# Exercise
Rewrite each of the records below, replacing "instance" with "occurrence" every time it appears. Leave everything else unchanged.

## START Records shown

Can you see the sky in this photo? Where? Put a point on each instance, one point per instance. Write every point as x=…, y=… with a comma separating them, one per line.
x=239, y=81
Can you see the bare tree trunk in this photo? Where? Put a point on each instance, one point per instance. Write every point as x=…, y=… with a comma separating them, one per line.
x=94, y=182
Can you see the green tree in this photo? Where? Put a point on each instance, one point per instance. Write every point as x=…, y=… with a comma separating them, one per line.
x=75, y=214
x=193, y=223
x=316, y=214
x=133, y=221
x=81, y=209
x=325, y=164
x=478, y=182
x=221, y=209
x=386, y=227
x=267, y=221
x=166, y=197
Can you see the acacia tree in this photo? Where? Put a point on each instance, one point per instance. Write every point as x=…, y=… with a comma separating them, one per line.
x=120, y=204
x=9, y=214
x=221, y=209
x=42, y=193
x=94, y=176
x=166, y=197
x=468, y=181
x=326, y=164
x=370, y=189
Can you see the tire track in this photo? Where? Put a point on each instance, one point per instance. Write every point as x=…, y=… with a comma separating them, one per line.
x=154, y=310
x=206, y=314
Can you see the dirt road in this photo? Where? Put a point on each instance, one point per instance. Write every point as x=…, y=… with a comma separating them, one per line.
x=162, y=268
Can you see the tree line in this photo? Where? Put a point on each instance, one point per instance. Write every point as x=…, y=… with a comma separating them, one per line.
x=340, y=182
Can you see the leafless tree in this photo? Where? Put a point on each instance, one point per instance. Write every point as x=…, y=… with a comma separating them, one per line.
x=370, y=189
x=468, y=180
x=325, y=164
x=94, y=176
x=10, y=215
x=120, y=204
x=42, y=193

## END Records shown

# Task solution
Can you see the sky in this photo? Where? Put a point on each occurrence, one point per occurrence. Write every point as x=…, y=… with a comma separating them, one per line.
x=239, y=81
Can you see the bare tree trunk in this photo? Where? Put a point on each occurrence, one point per occurrence. Write every point as x=…, y=… with a comma separating them, one per line.
x=94, y=182
Can you see the green tree in this photo? Where? Put a point on each occurrence, one point per occurrence. Write every point as x=…, y=… with a comma separating them, one per line.
x=75, y=214
x=193, y=223
x=316, y=214
x=133, y=221
x=81, y=209
x=325, y=164
x=478, y=182
x=221, y=209
x=386, y=227
x=267, y=221
x=166, y=197
Can you see the acacia tree in this photo? Where? Put a point on each occurrence, one point per occurrence. Write every point as x=…, y=… with a comma separating them, one per line.
x=120, y=204
x=9, y=214
x=221, y=209
x=42, y=193
x=94, y=176
x=166, y=197
x=468, y=181
x=326, y=164
x=370, y=189
Can you see the tire track in this photo? Where? Put a point on each occurrence, one point per occurrence. Write every point as x=…, y=… with a comma separating them, one per line.
x=154, y=310
x=206, y=314
Can you see the dirt road in this photo? Where? Put a point on each occurrence, one point per occurrence. Write every point as x=…, y=… with a comma separating them, one per line.
x=162, y=268
Can you see the tree line in this photo? Where? Put a point on each occurrence, one point per occurrence. Write every point as x=…, y=… with a comma separating them, one per line.
x=340, y=182
Can you see the leafless tree in this photo? Where? Put a point on each occurrence, one point per occurrence. Write every point as x=…, y=… with a comma separating them, one per line.
x=370, y=189
x=468, y=180
x=325, y=164
x=94, y=176
x=10, y=215
x=120, y=204
x=42, y=193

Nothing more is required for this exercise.